[DOCUMENT SECTION]:
The Power of Juno 

Local writer's parody of the self-help genre celebrates full-grown women

Local writer's parody of the self-help genre celebrates full-grown women

There's a lot of money to be made on women's insecurities. Self-help books are ubiquitous, covering everything from how to diet, to how to date, to how to diet and date and fix that small co-dependency problem at the same time.

With The Big Girl's Guide to Life: A Plus-Sized Jaunt Through a Body-Obsessed World (Ladybug Publishing, 160 pp., $14.95), local author Bunkie Lynn has written a very funny send-up of the armchair therapist canon. Dedicated to Big Girls everywhere—women "who are Junoesque in stature, be it height or weight"—the book offers chapters with such titles as "Food & Its Procurement" and "Exercise & Its Avoidance." Subjects include family members who think it helpful to give diet books at Christmas and weight loss administrators who go by the name of Satan's Accursed Handmaiden. Ultimately, it's not the weight that Lynn finds so humorous, but, as she said in a recent telephone interview, "the process and the trials you go through to reach your goals."

Her Big Girl Secret Tips or list of fashion do's may be satiric, but there's a genuine self-help truth behind each one. After 44 years as a Big Girl who's tried every diet there is, Lynn says she finally realized that there's a difference between being healthy and being a size 2: "I've got to be fit and I've got to lose weight, but I've [also] got to stop obsessing about trying to fit an ideal that...I can probably never attain. I'm never going to be a toothpick."

[SET OF TASKS]:
• 1. Rewrite the paragraph of the book review that begins "With The Big Girl's Guide to Life" as a bulleted list, keeping its main facts.
• 2. Summarize the book review in two sentences.

[SUPPLIED DATA]:
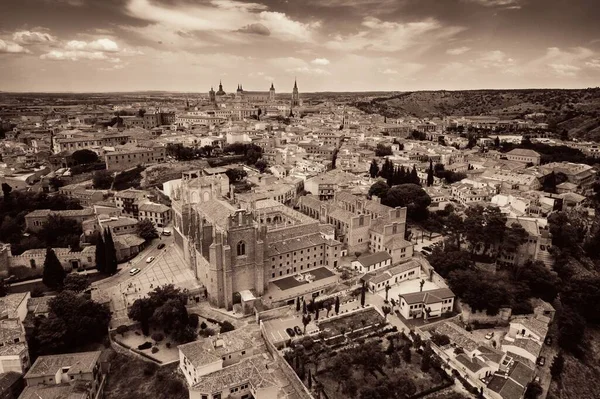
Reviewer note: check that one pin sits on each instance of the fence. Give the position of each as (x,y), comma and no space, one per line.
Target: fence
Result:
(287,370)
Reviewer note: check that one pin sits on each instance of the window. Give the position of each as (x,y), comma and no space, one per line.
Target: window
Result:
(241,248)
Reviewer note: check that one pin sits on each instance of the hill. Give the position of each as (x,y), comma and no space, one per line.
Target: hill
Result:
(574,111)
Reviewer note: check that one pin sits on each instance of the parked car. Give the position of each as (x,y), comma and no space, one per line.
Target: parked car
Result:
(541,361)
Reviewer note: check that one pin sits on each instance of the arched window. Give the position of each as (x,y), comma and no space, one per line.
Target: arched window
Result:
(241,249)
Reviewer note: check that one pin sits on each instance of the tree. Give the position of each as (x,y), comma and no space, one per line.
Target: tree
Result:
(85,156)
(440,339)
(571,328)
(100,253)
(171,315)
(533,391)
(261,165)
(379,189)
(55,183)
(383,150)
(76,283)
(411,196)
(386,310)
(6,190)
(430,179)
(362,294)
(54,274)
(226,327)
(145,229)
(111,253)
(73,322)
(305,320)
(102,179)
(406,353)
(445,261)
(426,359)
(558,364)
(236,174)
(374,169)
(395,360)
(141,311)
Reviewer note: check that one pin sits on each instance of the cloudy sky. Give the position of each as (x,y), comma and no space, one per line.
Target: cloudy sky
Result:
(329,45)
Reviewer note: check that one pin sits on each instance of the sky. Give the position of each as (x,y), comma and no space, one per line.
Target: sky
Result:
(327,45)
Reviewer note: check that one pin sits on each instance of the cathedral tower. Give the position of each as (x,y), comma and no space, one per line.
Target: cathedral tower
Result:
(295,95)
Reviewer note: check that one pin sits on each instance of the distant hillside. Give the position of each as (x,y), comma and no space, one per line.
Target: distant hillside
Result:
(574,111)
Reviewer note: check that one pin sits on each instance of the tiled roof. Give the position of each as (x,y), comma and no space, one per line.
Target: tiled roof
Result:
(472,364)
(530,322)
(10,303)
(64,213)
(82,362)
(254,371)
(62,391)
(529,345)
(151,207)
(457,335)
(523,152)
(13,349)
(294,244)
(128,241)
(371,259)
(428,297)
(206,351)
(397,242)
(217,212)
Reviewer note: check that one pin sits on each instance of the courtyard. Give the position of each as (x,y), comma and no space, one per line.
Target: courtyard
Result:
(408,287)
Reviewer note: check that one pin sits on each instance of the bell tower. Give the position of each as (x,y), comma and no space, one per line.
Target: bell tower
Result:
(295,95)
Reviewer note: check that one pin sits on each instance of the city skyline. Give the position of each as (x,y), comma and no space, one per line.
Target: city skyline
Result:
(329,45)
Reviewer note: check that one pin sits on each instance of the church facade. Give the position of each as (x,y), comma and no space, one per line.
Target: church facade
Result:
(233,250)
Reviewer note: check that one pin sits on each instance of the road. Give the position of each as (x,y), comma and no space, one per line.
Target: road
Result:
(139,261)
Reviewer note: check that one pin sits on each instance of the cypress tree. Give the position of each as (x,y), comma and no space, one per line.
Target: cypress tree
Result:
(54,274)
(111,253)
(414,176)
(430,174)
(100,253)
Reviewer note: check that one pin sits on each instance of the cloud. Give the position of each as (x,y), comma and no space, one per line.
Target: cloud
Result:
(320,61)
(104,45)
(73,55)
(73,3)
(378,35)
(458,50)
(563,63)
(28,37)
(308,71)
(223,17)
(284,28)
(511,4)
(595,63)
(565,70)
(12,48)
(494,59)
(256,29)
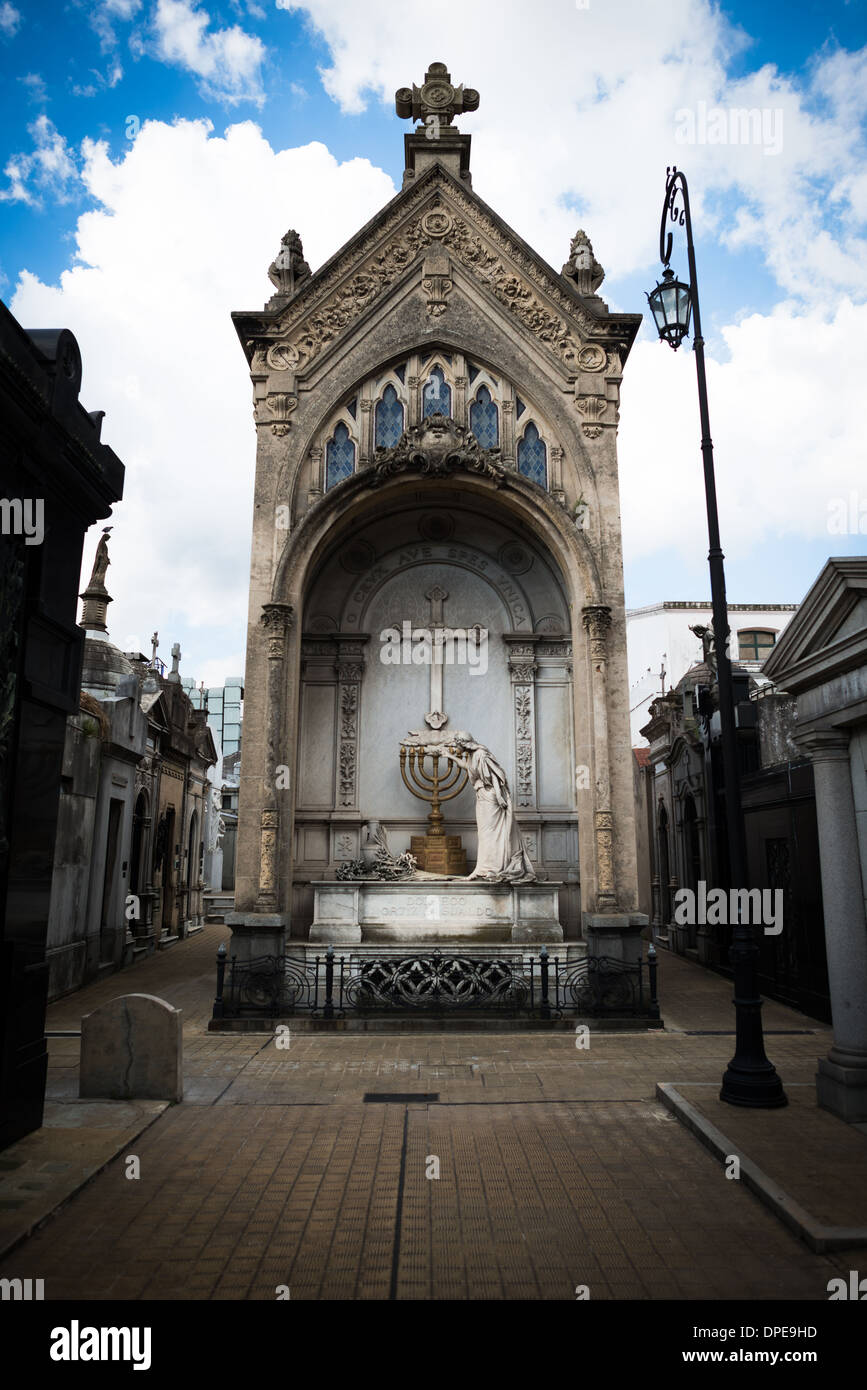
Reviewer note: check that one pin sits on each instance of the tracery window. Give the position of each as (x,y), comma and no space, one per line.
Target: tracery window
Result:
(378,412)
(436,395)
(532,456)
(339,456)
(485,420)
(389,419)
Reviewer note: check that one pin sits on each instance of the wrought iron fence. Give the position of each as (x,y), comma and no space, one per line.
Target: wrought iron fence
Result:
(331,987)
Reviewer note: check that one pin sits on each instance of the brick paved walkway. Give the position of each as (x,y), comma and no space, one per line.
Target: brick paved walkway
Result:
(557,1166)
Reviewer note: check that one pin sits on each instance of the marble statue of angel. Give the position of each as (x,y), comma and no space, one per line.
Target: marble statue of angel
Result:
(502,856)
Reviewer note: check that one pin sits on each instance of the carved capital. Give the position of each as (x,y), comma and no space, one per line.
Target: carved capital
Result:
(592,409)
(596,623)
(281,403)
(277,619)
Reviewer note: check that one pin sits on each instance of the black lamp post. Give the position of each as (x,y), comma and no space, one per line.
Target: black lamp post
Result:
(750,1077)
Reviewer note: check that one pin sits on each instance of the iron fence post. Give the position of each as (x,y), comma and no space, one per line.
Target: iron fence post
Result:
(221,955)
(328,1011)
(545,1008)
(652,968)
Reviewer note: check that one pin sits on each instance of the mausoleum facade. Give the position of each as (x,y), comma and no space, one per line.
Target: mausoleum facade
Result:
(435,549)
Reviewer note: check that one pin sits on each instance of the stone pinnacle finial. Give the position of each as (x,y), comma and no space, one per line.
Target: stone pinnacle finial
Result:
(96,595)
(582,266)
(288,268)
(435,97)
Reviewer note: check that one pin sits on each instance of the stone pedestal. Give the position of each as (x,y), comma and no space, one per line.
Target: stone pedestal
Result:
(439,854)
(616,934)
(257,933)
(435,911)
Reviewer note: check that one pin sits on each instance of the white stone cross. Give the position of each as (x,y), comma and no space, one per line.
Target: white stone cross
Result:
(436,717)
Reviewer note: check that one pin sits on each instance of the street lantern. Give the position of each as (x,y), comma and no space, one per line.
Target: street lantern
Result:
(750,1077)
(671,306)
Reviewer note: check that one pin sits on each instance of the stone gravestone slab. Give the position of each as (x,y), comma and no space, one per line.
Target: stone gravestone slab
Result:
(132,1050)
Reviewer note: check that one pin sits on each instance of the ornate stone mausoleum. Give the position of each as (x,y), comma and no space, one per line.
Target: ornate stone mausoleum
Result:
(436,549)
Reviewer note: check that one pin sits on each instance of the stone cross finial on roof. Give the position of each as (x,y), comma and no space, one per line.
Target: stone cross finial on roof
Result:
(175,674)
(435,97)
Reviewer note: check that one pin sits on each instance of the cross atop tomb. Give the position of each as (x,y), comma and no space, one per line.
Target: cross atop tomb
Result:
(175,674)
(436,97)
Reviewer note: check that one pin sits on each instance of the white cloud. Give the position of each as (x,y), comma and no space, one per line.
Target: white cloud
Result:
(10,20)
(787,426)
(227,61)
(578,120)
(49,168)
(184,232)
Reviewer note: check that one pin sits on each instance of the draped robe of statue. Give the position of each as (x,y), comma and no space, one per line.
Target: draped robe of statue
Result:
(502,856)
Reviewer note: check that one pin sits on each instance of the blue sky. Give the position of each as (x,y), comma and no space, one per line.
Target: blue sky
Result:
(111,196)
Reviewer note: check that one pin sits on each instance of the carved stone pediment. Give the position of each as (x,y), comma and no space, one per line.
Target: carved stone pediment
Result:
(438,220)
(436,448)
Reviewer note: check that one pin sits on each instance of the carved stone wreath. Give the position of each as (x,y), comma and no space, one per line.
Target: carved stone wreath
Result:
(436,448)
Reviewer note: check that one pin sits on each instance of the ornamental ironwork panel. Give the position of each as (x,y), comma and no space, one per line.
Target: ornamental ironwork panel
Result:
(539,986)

[TASK SOLUTIONS]:
• 1.
- Book: The Big Girl's Guide to Life: A Plus-Sized Jaunt Through a Body-Obsessed World (Ladybug Publishing, 160 pp., $14.95)
- Author: local writer Bunkie Lynn
- Nature: a very funny send-up of the armchair therapist canon
- Dedication: to Big Girls everywhere, women "who are Junoesque in stature, be it height or weight"
- Sample chapter titles: "Food & Its Procurement" and "Exercise & Its Avoidance"
- Subjects covered: family members who give diet books at Christmas, and weight loss administrators called Satan's Accursed Handmaiden
- Lynn's real target of humor, from a telephone interview: not the weight itself but "the process and the trials you go through to reach your goals"

• 2. Local author Bunkie Lynn's The Big Girl's Guide to Life is a very funny parody of self-help books, dedicated to Big Girls and aimed at the process and trials of reaching weight goals rather than at weight itself. Behind its satirical tips lies a genuine truth that Lynn reached after 44 years of trying every diet: being healthy differs from being a size 2, and she must stop obsessing over an ideal she can probably never attain.